Идеологическое давление усиливается. 11 сентября 1936 года на очередном собрании воронежских писателей объявлено о «борьбе с классовыми врагами на литературном фронте». В этой связи произносится имя Мандельштама. 16 сентября газета «Коммуна» выступает с полемической статьей против «явно чуждых людей», которые якобы распространяют свои «путаные и вредные теории». Снова названо имя Мандельштама. 28 сентября секретарь партгруппы воронежского отделения Союза писателей Стойчев рапортует генеральному секретарю ССП Ставскому (в ответ на запрос-телеграмму Ставского о том, как продвигается в Воронеже «разоблачение классового врага») — и повторяет то, что было сказано полгода назад на писательском партийном собрании по поводу Мандельштама и его выступления в феврале 1935 года: что Мандельштам «ничему не научился, что он, кем был, тем и остался»[347]. Трудно было придумать более страшный донос на ссыльного поэта.
Одновременно с ужесточением идеологического климата возобновляется и культ личности Сталина. 27 августа 1936 года «Литературная газета» публикует под заголовком «Жизнь Сталина — наша жизнь» резолюцию московского общего собрания ССП, состоявшегося 21 августа: «Сталин — гениальное качество нашей страны и образ нашего характера: он — бессмертен. Жизнь Сталина — наша жизнь, наше прекрасное настоящее и будущее». В этой атмосфере нарастающего преследования «классовых врагов» и прославления великого вождя Мандельштаму становится все труднее найти не только работу, но и крышу над головой — как ссыльный, он вызывает теперь еще большее подозрение. В октябре 1936 года Мандельштамы вновь вынуждены сменить адрес. Простая женщина, работающая портнихой в театре, соглашается сдать им комнату в своем доме. Это — последний воронежский адрес Мандельштамов: улица 27 февраля, дом 50. Знакомые, встретив Мандельштама на улице, теперь демонстративно от него отворачиваются, не здороваются с ним и делают вид, что его не знают.

**ИСХОДНЫЕ ДАННЫЕ**

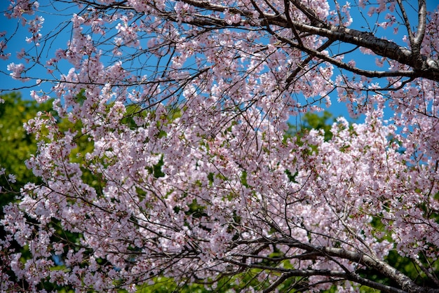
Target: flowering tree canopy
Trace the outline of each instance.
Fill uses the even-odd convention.
[[[425,0],[65,2],[6,11],[29,29],[11,76],[55,111],[25,125],[42,183],[4,207],[1,289],[163,277],[438,292],[439,13]],[[43,25],[48,11],[69,22]],[[7,59],[22,35],[1,35]],[[364,123],[286,135],[331,102]]]

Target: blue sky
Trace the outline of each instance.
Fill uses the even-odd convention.
[[[417,1],[409,1],[410,2],[417,3]],[[428,11],[433,11],[435,8],[437,4],[435,1],[428,1]],[[10,38],[11,36],[11,32],[15,32],[15,35],[11,39],[9,42],[8,43],[8,49],[7,50],[11,53],[11,56],[8,60],[0,60],[0,89],[1,90],[11,90],[11,89],[20,89],[23,86],[27,87],[34,87],[35,85],[35,81],[29,81],[28,83],[22,83],[19,81],[15,81],[11,79],[8,75],[9,72],[6,69],[7,65],[11,62],[20,63],[23,62],[25,64],[23,60],[18,60],[16,57],[17,51],[20,50],[21,48],[25,46],[27,50],[29,50],[32,48],[32,46],[29,44],[27,44],[25,41],[25,36],[29,36],[30,33],[27,32],[27,29],[23,27],[21,25],[17,25],[16,20],[8,20],[3,15],[3,11],[4,11],[8,6],[8,1],[0,1],[0,11],[2,11],[1,15],[0,15],[0,23],[1,23],[1,26],[0,28],[0,32],[1,31],[7,31],[8,34],[7,37]],[[45,23],[43,27],[42,33],[43,34],[46,34],[48,32],[48,29],[53,27],[60,27],[63,25],[69,25],[69,19],[72,17],[72,11],[71,10],[65,10],[63,9],[69,6],[69,4],[60,4],[61,6],[58,6],[58,11],[55,11],[53,7],[50,5],[45,6],[45,4],[48,3],[47,1],[42,0],[40,1],[40,11],[43,11],[42,16],[45,18]],[[341,5],[342,2],[339,2]],[[46,13],[45,13],[46,11]],[[353,18],[353,23],[351,27],[358,29],[364,29],[366,27],[367,22],[379,22],[384,20],[384,15],[380,16],[379,18],[371,19],[370,18],[367,18],[367,14],[364,14],[361,15],[359,13],[357,12],[356,8],[352,8],[351,14]],[[410,12],[412,11],[412,12]],[[409,10],[409,16],[412,18],[414,20],[416,19],[416,14],[413,13],[413,11]],[[34,18],[34,16],[29,16],[28,19]],[[416,22],[414,23],[416,23]],[[50,41],[46,43],[46,46],[49,46],[48,51],[49,52],[48,55],[50,56],[50,53],[53,53],[55,49],[58,48],[65,48],[66,43],[69,39],[69,34],[68,33],[69,29],[66,29],[63,32],[62,34],[57,35],[56,38],[50,39]],[[393,39],[397,41],[398,43],[401,45],[404,45],[401,42],[402,36],[406,34],[406,31],[404,29],[404,27],[400,29],[398,34],[393,34],[392,32],[392,29],[387,29],[386,30],[384,30],[382,29],[377,29],[377,34],[386,36],[389,39]],[[39,48],[39,49],[41,49]],[[45,48],[46,49],[46,48]],[[34,53],[34,51],[31,51],[31,53]],[[374,57],[365,57],[365,56],[362,55],[359,53],[354,53],[351,56],[349,57],[349,59],[354,59],[358,65],[365,69],[377,69],[377,67],[374,64]],[[43,55],[41,56],[42,60],[46,59],[46,55]],[[69,67],[66,67],[65,68],[62,68],[62,71],[65,73],[67,73]],[[383,69],[381,68],[380,69]],[[385,68],[384,68],[385,69]],[[53,77],[57,78],[59,76],[59,74],[55,74],[55,76],[50,76],[48,74],[46,69],[42,68],[41,67],[35,67],[32,68],[29,71],[29,76],[35,77],[35,78],[49,78],[53,79]],[[56,74],[58,74],[57,76]],[[41,88],[48,91],[50,89],[50,84],[44,84],[43,83],[41,86]],[[38,90],[38,88],[32,88],[34,90]],[[30,88],[22,88],[20,90],[22,93],[22,95],[25,98],[29,97],[29,91]],[[342,104],[339,104],[337,102],[337,97],[336,93],[333,93],[331,95],[331,98],[332,100],[332,106],[329,109],[329,111],[332,113],[335,116],[347,116],[347,112],[345,109],[345,106]]]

**УСЛОВИЕ ЗАДАНИЯ**
Ответьте, пожалуйста, на вопросы по отрывку о Мандельштаме в Воронеже, помечая ответы теми же буквами.
(a) Какая газета 16 сентября выступила со статьей против «явно чуждых людей»?
(b) Под каким заголовком «Литературная газета» 27 августа 1936 года опубликовала резолюцию собрания ССП?
(c) Каков последний воронежский адрес Мандельштамов?

**ОТВЕТ**
(a) «Коммуна».
(b) «Жизнь Сталина — наша жизнь».
(c) Улица 27 февраля, дом 50.